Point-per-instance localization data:

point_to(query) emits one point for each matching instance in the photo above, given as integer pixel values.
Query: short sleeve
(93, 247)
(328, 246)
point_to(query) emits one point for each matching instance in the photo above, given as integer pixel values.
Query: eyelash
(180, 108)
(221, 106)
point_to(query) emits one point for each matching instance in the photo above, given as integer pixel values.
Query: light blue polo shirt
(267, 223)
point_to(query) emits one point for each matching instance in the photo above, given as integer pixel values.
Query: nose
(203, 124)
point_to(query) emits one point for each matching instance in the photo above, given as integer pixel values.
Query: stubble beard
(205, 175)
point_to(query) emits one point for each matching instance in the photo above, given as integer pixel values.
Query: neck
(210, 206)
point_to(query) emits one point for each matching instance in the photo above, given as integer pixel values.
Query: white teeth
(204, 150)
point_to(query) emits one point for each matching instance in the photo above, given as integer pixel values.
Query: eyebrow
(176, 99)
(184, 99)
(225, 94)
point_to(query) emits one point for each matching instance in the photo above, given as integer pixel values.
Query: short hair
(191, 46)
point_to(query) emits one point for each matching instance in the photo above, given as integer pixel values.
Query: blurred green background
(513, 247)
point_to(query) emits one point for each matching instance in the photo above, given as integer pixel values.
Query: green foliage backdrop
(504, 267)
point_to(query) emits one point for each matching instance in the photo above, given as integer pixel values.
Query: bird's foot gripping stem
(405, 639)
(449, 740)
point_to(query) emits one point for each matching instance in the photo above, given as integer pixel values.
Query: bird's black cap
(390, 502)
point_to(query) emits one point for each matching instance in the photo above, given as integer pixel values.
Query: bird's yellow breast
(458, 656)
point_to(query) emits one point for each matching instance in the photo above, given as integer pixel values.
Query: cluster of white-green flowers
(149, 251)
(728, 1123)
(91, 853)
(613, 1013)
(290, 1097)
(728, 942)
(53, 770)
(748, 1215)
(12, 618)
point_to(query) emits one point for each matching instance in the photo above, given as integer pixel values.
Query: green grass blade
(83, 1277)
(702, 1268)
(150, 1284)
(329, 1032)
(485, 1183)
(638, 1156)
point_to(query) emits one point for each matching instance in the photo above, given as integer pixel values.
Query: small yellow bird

** ABOUT THIS EXERCISE **
Output the entire set of records exactly as shown.

** REPLY **
point_to(query) emits one point for each matching instance in the photo above, given as integer pixel values.
Query: short sleeve
(93, 247)
(328, 246)
point_to(query) emits one point for each matching instance in the photo above, given as integer pixel values.
Query: eyelash
(180, 108)
(221, 106)
point_to(query) emits one point for each matching instance in the photo above, given as integer pixel values.
Query: light blue polo shirt
(267, 223)
point_to(query) emits one point for each matching instance in the photo above, given as integer pixel values.
Query: nose
(203, 124)
point_to(query) emits one point for each matching instance in the photo above, given as integer pixel values.
Query: stubble beard
(205, 175)
point_to(query) emits one point for each matching instance in the photo above, given as integer pixel values.
Query: neck
(210, 206)
point_to(query) emits one point for each matching instance in the photo above, given as integer pixel values.
Query: white teeth
(204, 150)
point_to(query) emits one point for each matching instance in the photo above, given as integer pixel values.
Query: eyebrow
(176, 99)
(184, 99)
(225, 94)
point_to(query) emits one point for each matching instance in the photo above, given as integer pixel values.
Query: short hair
(191, 46)
point_to(query) emits one point for each matching instance in the photo above, given as integer pixel values.
Query: blurred green background
(513, 247)
point_to(query) emits one point for each matching instance in the photo above, given as integer pixel values.
Query: green foliage backdrop
(504, 267)
point_to(query) emits one point for each matching instance in the photo above, given as integer pixel values.
Query: bird's foot gripping stem
(405, 639)
(449, 740)
point_to(query) emits one point for each matching instance in the photo above, given as integer pixel values.
Query: bird's black cap
(390, 502)
point_to(query) emits one point for each matching instance in the photo above, given as integer pixel values.
Query: bird's yellow breast
(458, 656)
point_to(query) emits one point for each matching instance in the photo above, given as integer pixel values.
Query: cluster of white-green flowers
(149, 251)
(728, 1123)
(91, 853)
(613, 1013)
(290, 1097)
(728, 942)
(53, 770)
(748, 1215)
(12, 618)
point_to(query) emits one point for each matching instance in the photo above, given as integer pixel values.
Query: green grass blade
(83, 1277)
(702, 1268)
(150, 1284)
(329, 1032)
(485, 1183)
(638, 1156)
point_to(query) emits one point for each matching instance in the photo above, given as integer pixel values.
Query: small yellow bird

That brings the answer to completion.